» DOCUMENT PASSAGE

The first scene he performs in his conference —or at least the version I saw— is taken from his own show ‘Catalogue de voyage’ (‘Travel catalog’). In this, he plays the role of a tourist and mountain climber, but also his wife or companion. An adventurer toy, Action Man or Big Jim, hanging with electric wires from the puppeteer’s body makes the scene visible —so it happens— while Carrignon performs a dialog just by looking upwards or downwards. With this simple gesture and standing on a chair, he is playing two different characters that are supposedly in different places, one upside the mountain, the other one down.

2. The movies

“The principle of the film editing is to help the audience to understand the story. The goal is to choose what is important and show it consecutively. In object theatre, as everyone can see the whole set all the time, the actor must help the audience to edit the happening. It means to focus on what he wants the people to see.”

“The object theatre is like movies turned into a performance. Cinema is its main predecessor. Both forms use the lights and the editing to create the structure of the story. But actually object theatre is born around 1979-1980. (1) As far as I know, the first show is ‘Small suicides’, by the Hungarian puppeteer Gyula Molnár (see also this article).”

3. Recognition of the objects

“To make object theatre work out, the audience must recognize the objects immediately. A feeling of self-recognition through the objects must arise from the very first moment. This type of theatre is perfect for this, because the objects commonly used can be purchased in any shop and found in all homes. For example this.”

He shows the binocular slideshow he used in his first performatic example, the kind of bizarre souvenir that anyone may have seen in an aunt’s home.

christian carrignon

Objects in this theatre are never what they used to be for.

“The object used in this theatre”, he continues, “which is normally a manufactured object, is a kind of palimpsest. A palimpsest is a parchment where the first writing has been erased and it has been re-used for a newer manuscript. So you can have the impression that something of the older writing remains. I think object theatre works a little bit this way too. Once you recognized this little souvenir, it can be used for a new purpose and it will never ever be a souvenir again.”

» EXERCISES TO COMPLETE
1. In the passage on object theatre, why must the actor help the audience edit what happens on stage? Answer in one to three sentences.
2. Write the next part of the passage on object theatre, picking up right after its last sentence.

» MATERIAL
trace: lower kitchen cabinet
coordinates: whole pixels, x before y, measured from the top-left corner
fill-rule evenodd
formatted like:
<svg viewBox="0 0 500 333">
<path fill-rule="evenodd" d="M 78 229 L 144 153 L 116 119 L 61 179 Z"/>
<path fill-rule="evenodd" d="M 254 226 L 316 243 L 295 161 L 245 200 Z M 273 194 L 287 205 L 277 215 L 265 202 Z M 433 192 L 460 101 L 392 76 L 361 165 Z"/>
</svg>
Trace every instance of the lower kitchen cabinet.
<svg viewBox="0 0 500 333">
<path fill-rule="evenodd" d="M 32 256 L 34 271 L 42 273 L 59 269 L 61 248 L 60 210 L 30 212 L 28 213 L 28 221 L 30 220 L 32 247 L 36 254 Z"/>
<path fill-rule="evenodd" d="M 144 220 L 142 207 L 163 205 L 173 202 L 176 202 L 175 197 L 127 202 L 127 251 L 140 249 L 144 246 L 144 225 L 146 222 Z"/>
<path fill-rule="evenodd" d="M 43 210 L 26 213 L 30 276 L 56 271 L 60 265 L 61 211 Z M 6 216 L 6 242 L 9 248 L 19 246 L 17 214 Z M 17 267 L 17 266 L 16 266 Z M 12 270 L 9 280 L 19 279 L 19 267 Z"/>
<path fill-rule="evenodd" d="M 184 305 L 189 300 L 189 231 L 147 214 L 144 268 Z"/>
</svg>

» PER-TASK ANSWERS
1. In object theatre, everyone can see the whole set all the time, so nothing is cut away as in a film. The actor has to do the work of film editing himself by focusing the audience on what he wants them to see.

2.
“The origin of the object theatre is around the decade of 1980’s and this is not a casual thing. Those years were the end of what we call in France the “Trente Glorieuses” (“the Thirty Glorious Years”, the period of economic growth between the end of World War II and the decade of 1970’s). This is the end of welfare. By then, everyone had already bought a car, a television and lots of consumer goods. In fact, by the 80’s people starts to think that all those goods do not necessarily mean welfare. I think this is the reason why object theatre starts, as an irony on possession and on our society. In France, people began to accumulate goods from World War I (1914-18), so there is a link between the need of accumulation and war, to the point that a disappeared man can be represented by the objects left behind.”

4. The metaphor

Christian Carrignon gives this example: “In the 1914-18 war, men in trenches used to drink red wine. No matter if they were Germans or French, everyone used to drink red wine because it was the way to forget a little bit their situation. Well, when the bottle comes out it is full, and if we see it as a metaphor, we can agree that the bottle is the soldier and the red wine must be his blood. Then, after an explosion, would you agree that an empty bottle is a dead body?”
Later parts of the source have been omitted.